#### Short problem A:
Summarize the text about Laurent Robuschi in two sentences.

#### Source excerpt:
Laurent Robuschi

Personal information
- Full name: Laurent Robuschi
- Date of birth: 5 October 1935 (age 90)
- Place of birth: Nice, France
- Height: 1.65 m (5 ft 5 in)
- Position: Striker

Youth career
- 1948–1952: La Semeuse Nice
- 1953–1954: ASPTT Nice [fr]

Senior career*
- Years: Team / Apps / (Gls)
- 1954–1956: Monaco / 8 / (4)
- 1956–1959: Cannes / 98 / (41)
- 1959–1967: Girondins de Bordeaux / 264 / (115)
- 1967–1968: Olympique de Marseille / 26 / (3)
- 1968–1975: Antibes

International career
- 1962–1966: France / 5 / (0)

Managerial career
- 1971–1993: Antibes

= Laurent Robuschi =

French footballer (born 1935)

Laurent Robuschi (born 5 October 1935) is a French former football striker who played for Girondins de Bordeaux in the 1960s and was part of French national team at the 1966 FIFA World Cup. He is also the maternal grandfather of Anthony Gonzalez, known for his work in the band M83.

==Playing career==
===Club career===
Born on 5 October 1935 in Nice, Robuschi began his football career in the youth ranks of his hometown club, La Semeuse Nice, in 1948, aged 13, where he was coached by Raoul Chaisaz, a former professional player from the 1930s. Due to his small height, he had a low center of gravity, being also a lively and tenacious winger with a great short pass. In 1953, he joined ASPTT Nice, but he was unable to find a breakthrough to OGC Nice, so he was sent to Monaco in 1954, where he once again had few chances, playing only 8 league matches in his two seasons there; in the latter, he scored 3 goals in as many matches to help Monaco to a 3rd-place finish in the championship.

#### Records for this task:
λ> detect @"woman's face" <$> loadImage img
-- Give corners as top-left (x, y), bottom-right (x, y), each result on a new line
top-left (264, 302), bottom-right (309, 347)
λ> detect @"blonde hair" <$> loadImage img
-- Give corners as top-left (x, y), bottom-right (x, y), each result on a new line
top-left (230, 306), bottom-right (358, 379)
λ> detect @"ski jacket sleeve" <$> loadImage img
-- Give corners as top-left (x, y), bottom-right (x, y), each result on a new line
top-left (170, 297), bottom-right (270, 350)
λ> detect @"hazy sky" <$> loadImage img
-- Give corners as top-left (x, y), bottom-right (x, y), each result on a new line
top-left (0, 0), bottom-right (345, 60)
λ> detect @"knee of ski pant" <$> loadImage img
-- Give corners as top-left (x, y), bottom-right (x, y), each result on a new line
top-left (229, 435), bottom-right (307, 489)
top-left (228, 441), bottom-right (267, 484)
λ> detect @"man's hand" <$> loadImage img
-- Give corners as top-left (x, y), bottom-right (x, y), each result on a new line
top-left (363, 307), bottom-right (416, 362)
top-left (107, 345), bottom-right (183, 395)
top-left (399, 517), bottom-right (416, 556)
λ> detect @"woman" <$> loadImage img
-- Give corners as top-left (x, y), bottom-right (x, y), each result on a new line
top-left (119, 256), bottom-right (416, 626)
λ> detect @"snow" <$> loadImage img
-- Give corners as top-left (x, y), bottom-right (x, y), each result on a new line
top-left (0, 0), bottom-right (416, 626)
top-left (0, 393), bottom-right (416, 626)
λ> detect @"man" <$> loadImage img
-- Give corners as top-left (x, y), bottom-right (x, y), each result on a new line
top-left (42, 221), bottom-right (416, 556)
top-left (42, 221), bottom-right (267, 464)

---

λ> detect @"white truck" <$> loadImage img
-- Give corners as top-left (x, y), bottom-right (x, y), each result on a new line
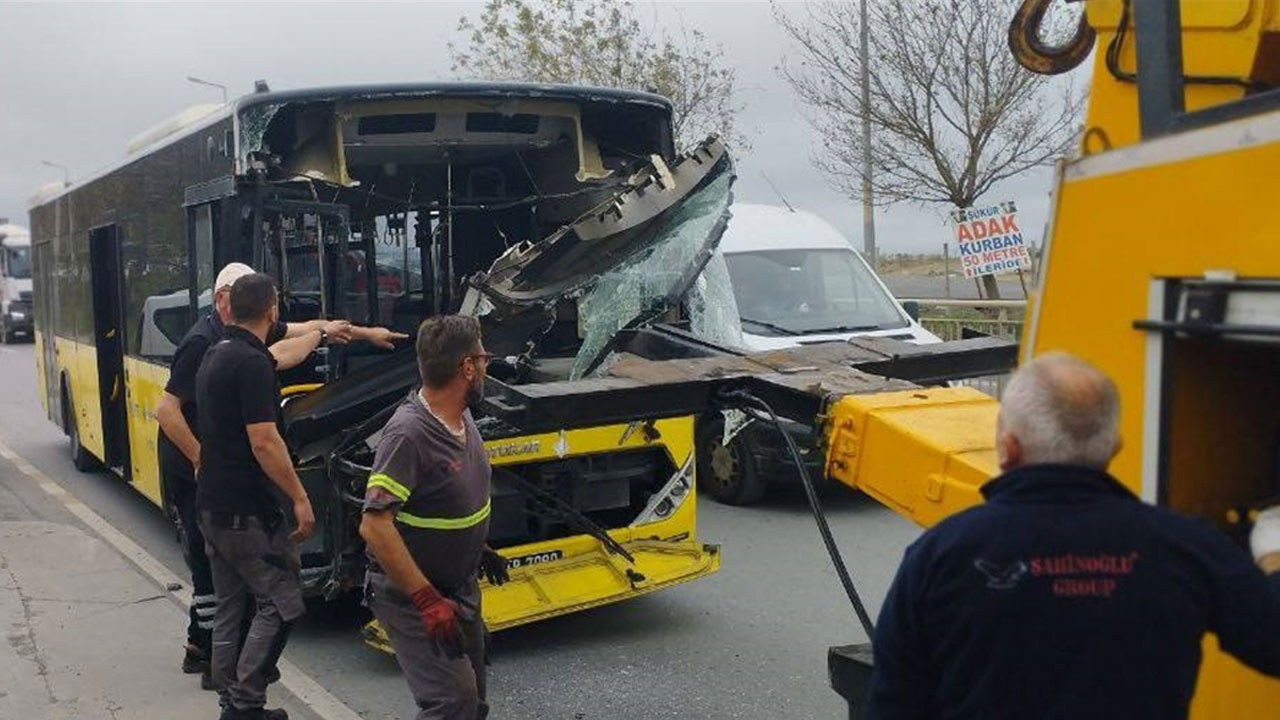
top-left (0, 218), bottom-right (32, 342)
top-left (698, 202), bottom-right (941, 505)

#### Short problem B:
State how many lines of the listing contain the word "woman", giving only the number.

#### Task solution A:
Laurent Robuschi, born on 5 October 1935 in Nice, is a French former striker who played for Girondins de Bordeaux in the 1960s and was part of the French national team at the 1966 FIFA World Cup. He began in the youth ranks of La Semeuse Nice in 1948, joined ASPTT Nice in 1953, and was sent to Monaco in 1954, where he played only 8 league matches in two seasons.

#### Task solution B:
2